[WHAT IS NEEDED] Return the lines of the data below exactly. Start at the first and end with the line containing "Target: police helmet".

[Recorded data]
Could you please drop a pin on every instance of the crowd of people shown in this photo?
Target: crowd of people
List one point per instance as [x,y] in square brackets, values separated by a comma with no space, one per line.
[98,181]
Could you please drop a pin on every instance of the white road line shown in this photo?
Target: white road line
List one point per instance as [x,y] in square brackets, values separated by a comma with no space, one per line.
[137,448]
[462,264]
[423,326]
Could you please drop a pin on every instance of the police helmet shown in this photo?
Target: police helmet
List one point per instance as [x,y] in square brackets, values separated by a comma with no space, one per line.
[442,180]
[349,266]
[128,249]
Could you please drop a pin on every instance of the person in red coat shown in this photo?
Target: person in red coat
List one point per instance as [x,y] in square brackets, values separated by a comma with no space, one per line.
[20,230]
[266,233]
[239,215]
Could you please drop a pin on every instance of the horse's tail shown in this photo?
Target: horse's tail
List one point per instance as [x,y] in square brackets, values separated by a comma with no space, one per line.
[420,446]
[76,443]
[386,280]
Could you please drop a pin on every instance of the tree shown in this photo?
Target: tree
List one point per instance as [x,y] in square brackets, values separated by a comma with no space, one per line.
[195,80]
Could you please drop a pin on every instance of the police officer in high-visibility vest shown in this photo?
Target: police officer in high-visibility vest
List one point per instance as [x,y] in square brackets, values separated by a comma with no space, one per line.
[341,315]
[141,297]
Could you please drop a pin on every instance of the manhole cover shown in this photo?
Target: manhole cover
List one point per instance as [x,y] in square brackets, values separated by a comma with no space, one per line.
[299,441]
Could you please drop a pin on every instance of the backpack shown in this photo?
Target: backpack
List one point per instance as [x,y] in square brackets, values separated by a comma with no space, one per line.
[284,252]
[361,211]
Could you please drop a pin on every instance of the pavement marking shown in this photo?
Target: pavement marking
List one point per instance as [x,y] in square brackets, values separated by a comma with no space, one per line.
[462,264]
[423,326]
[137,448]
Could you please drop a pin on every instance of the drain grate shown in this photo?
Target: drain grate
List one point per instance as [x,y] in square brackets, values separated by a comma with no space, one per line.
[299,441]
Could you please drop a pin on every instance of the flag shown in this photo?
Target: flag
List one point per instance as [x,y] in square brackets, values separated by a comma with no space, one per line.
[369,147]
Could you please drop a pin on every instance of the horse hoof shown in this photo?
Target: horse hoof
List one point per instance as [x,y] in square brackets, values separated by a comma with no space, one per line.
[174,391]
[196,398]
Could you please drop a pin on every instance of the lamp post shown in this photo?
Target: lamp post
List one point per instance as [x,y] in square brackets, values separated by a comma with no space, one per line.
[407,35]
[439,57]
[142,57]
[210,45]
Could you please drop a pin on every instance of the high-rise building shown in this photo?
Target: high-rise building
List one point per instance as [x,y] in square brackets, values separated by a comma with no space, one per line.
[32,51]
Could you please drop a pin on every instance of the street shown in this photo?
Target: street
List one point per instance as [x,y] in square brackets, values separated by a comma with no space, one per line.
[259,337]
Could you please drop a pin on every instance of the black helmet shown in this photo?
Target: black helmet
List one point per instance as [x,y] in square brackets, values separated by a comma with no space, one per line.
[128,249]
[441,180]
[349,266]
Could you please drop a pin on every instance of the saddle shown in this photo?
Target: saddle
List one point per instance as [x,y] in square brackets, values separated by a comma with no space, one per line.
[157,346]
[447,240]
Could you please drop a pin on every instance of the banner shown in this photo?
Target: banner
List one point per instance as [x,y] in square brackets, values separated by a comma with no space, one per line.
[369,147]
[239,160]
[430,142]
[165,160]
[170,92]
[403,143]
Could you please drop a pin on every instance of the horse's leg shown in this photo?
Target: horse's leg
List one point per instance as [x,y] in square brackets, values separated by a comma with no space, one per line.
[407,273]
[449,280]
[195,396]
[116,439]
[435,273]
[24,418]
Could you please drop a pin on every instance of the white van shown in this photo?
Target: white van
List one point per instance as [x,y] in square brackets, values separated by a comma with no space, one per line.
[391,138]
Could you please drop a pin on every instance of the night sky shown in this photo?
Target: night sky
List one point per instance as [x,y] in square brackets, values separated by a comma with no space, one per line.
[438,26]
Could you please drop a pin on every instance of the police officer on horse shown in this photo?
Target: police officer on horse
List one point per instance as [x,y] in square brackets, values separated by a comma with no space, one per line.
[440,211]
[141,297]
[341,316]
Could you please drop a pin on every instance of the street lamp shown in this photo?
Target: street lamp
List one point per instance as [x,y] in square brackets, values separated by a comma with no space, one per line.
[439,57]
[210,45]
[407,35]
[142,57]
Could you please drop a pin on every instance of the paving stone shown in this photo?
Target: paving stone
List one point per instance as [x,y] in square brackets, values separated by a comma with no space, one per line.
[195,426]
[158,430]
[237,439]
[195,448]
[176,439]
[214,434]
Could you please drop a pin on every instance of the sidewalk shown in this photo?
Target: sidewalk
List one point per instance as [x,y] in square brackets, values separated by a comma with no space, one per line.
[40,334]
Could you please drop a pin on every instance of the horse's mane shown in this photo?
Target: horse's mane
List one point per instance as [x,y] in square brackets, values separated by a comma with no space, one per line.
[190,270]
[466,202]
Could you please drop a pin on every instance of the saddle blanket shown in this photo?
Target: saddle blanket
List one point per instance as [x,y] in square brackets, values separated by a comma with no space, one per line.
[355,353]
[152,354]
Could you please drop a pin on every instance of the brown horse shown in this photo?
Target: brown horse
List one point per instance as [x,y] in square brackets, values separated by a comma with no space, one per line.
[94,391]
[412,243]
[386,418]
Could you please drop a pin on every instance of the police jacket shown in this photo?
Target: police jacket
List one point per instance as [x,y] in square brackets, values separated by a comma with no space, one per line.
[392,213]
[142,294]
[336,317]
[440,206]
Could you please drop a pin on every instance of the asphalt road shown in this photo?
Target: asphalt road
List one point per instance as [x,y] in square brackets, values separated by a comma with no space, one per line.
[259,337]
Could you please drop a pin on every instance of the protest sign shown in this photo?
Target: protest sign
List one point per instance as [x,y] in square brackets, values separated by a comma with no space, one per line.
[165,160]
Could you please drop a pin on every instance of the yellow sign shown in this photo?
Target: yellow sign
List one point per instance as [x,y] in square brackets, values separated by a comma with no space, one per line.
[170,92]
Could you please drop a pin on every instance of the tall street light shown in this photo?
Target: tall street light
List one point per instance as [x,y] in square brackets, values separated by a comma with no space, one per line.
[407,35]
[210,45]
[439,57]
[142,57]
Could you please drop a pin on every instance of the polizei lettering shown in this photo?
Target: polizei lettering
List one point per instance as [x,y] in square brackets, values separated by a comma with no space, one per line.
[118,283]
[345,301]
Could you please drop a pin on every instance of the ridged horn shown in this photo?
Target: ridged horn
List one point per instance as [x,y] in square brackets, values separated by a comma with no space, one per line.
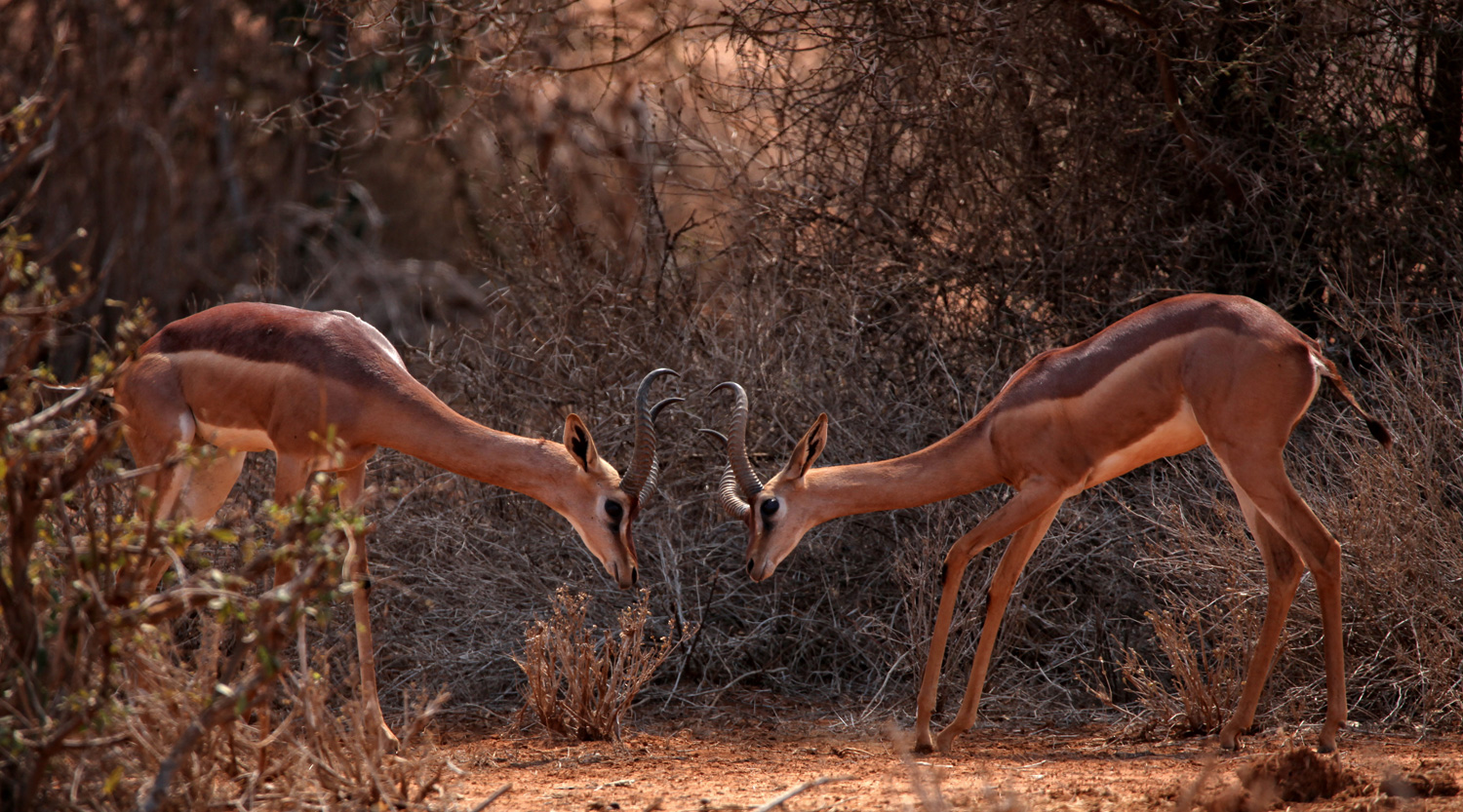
[640,479]
[731,501]
[746,479]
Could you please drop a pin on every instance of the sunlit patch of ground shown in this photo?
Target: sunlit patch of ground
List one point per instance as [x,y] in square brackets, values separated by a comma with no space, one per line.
[732,764]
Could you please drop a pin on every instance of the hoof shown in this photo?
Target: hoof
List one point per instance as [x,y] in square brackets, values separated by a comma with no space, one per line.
[386,741]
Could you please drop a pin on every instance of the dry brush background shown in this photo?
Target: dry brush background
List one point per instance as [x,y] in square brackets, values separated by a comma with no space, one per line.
[874,210]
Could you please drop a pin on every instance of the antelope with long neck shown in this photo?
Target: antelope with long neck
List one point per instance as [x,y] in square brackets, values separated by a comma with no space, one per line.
[1181,373]
[324,391]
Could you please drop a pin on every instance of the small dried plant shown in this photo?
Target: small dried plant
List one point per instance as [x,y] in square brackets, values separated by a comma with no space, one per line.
[1206,675]
[581,679]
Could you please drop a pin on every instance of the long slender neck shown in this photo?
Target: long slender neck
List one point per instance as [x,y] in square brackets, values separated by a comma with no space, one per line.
[959,464]
[429,431]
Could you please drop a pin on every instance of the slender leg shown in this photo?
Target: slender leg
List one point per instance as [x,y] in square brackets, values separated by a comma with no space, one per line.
[1284,575]
[1021,510]
[208,484]
[1261,476]
[1003,584]
[359,569]
[292,478]
[353,484]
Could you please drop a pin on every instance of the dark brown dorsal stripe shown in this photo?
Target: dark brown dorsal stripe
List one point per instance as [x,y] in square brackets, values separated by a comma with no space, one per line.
[1074,370]
[277,333]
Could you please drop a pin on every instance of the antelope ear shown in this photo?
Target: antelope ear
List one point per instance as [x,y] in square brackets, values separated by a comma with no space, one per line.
[808,449]
[579,444]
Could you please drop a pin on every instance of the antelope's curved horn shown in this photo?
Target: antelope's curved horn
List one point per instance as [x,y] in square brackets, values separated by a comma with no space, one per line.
[726,489]
[640,479]
[731,502]
[746,478]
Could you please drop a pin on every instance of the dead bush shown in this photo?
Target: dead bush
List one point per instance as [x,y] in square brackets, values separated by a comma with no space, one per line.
[99,706]
[581,680]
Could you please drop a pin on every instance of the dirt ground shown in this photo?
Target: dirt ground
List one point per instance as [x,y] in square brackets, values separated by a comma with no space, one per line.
[725,765]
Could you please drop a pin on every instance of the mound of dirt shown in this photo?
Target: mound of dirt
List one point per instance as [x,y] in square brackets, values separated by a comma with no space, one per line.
[1295,776]
[1431,780]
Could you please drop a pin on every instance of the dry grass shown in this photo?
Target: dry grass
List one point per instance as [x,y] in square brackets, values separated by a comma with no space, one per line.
[582,680]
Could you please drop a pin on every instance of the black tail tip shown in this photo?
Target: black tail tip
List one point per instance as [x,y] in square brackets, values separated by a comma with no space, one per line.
[1380,432]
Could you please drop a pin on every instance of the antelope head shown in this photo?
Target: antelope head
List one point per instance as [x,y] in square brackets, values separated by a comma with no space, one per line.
[606,510]
[780,511]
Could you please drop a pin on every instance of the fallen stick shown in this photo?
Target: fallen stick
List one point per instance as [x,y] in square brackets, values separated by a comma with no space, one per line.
[801,789]
[492,797]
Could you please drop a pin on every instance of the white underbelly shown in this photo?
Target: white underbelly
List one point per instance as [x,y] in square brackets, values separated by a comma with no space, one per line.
[227,438]
[1172,437]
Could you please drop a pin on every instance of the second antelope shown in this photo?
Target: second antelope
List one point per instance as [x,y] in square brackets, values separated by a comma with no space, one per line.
[252,376]
[1181,373]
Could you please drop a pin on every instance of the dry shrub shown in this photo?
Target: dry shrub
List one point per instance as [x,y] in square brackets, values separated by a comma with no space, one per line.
[849,207]
[1206,672]
[99,709]
[581,680]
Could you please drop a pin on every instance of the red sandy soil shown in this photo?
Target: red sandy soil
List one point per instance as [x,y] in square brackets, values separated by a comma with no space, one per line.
[729,765]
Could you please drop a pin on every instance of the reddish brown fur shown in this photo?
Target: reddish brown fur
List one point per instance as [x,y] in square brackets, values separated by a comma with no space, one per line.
[278,333]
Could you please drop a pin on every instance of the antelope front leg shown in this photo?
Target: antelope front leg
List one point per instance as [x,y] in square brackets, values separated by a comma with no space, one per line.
[997,600]
[359,569]
[1021,510]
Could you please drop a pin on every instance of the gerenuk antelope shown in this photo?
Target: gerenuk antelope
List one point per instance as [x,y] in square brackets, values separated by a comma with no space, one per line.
[324,391]
[1185,371]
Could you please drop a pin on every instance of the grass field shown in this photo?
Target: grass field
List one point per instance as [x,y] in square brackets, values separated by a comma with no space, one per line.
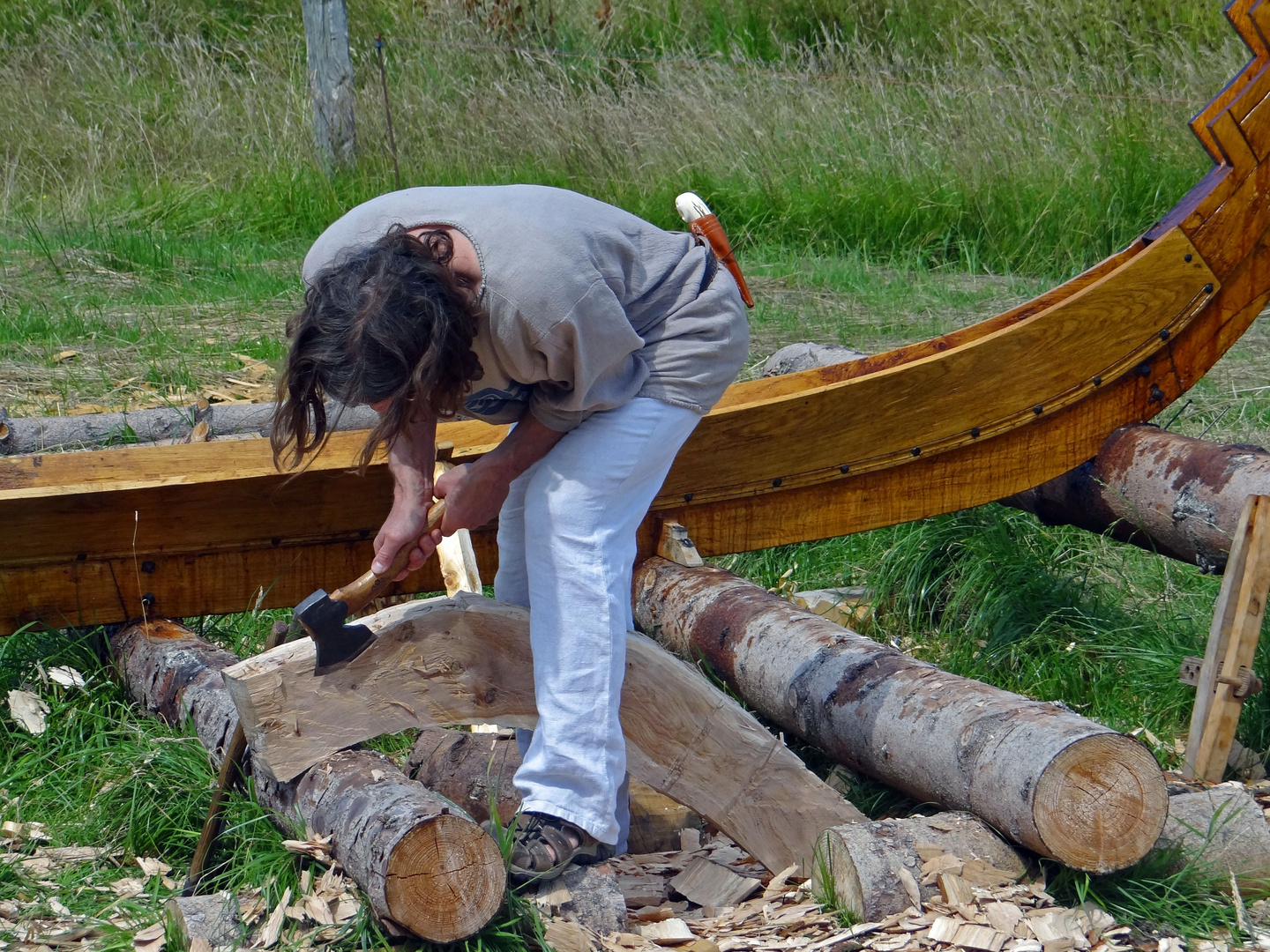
[888,172]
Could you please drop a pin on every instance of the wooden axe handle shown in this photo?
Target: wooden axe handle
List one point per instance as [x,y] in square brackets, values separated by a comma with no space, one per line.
[360,593]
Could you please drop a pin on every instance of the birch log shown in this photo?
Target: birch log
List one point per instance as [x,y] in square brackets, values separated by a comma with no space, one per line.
[1050,779]
[877,867]
[467,660]
[421,861]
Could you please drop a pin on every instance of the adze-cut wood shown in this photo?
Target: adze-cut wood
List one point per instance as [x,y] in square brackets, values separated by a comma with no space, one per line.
[323,616]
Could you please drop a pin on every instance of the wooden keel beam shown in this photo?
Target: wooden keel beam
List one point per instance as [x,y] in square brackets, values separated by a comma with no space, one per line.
[1048,778]
[421,861]
[467,660]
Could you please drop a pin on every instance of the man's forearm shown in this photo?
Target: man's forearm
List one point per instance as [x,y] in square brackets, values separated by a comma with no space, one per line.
[528,442]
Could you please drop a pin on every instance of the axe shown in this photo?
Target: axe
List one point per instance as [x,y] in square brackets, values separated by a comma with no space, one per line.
[323,616]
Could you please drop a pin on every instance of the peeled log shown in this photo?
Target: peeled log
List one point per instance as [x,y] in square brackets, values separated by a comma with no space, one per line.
[1050,779]
[865,859]
[1161,492]
[419,859]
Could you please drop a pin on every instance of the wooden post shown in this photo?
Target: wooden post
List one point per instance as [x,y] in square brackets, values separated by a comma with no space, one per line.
[331,80]
[1226,674]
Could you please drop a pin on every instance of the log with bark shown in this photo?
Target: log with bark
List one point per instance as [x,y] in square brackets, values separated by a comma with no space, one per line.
[467,660]
[1159,490]
[422,862]
[164,424]
[1050,779]
[884,867]
[470,768]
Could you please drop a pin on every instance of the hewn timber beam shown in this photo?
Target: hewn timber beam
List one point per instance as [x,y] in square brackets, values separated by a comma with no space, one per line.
[467,660]
[1048,778]
[422,862]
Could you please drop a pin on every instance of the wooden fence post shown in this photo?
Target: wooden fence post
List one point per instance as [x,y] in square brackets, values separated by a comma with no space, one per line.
[331,80]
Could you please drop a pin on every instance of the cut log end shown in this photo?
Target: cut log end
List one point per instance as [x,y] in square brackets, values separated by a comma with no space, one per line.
[438,863]
[1102,804]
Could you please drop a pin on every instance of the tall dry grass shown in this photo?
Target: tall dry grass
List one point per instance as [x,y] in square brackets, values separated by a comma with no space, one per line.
[1034,149]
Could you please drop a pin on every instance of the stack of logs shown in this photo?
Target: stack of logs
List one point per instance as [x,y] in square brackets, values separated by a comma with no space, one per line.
[1052,781]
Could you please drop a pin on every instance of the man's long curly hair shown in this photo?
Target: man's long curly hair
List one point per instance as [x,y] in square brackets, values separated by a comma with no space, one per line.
[386,322]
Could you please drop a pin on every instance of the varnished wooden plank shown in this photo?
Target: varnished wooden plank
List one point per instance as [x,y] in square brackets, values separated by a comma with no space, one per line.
[768,387]
[107,591]
[122,469]
[1238,14]
[975,473]
[1235,146]
[1001,381]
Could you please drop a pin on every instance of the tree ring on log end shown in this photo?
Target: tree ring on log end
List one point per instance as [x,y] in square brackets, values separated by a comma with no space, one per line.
[446,879]
[1102,804]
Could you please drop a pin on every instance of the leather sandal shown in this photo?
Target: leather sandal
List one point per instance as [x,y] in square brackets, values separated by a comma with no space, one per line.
[544,847]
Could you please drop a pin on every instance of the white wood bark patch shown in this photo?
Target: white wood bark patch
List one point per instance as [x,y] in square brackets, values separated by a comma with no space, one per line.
[421,859]
[1050,779]
[467,660]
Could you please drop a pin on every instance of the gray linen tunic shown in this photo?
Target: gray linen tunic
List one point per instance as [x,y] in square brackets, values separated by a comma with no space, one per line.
[586,306]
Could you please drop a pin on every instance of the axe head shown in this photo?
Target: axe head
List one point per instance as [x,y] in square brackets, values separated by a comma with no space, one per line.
[338,643]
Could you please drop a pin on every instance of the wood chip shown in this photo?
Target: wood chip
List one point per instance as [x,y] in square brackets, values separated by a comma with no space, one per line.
[944,929]
[1002,917]
[28,710]
[707,883]
[981,874]
[955,890]
[669,932]
[979,937]
[566,937]
[268,936]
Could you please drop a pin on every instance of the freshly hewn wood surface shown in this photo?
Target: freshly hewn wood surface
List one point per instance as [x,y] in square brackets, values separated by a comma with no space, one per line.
[421,861]
[331,80]
[868,861]
[467,660]
[1050,779]
[765,484]
[1232,643]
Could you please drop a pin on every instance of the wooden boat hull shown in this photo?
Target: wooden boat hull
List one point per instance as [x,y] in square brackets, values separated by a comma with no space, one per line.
[938,426]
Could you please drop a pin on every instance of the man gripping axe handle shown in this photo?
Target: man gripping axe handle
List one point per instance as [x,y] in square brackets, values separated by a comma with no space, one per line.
[705,225]
[323,616]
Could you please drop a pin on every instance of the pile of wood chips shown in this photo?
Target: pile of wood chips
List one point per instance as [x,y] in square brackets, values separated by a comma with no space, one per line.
[713,897]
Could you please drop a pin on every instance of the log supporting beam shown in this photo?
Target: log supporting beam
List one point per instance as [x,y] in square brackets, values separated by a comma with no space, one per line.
[467,660]
[423,863]
[1048,778]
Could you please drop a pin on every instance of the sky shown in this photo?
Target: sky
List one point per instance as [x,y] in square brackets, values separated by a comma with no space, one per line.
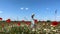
[23,9]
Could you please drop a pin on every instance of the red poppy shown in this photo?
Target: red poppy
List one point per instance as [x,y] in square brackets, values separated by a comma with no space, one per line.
[0,18]
[43,21]
[18,24]
[35,21]
[8,20]
[54,23]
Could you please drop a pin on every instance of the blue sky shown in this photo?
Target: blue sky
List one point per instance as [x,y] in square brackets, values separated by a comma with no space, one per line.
[23,9]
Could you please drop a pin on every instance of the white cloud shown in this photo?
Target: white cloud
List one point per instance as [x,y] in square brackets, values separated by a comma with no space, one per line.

[YOUR SOLUTION]
Could you please drop a pin on every instance of the crowd of people shown in this photo?
Target: crowd of people
List one point per instance as [x,y] in square brackets, values separated by a comma with no space, one per line.
[98,181]
Could you please drop a pin on every instance of the white road line shown in this photo?
Target: white road line
List one point per instance as [x,y] in square brackets, values separated by a comma with no space, one per line.
[137,448]
[462,264]
[423,326]
Could you please drop a pin on every instance of the police helmet shown in this photo?
Target: police helmet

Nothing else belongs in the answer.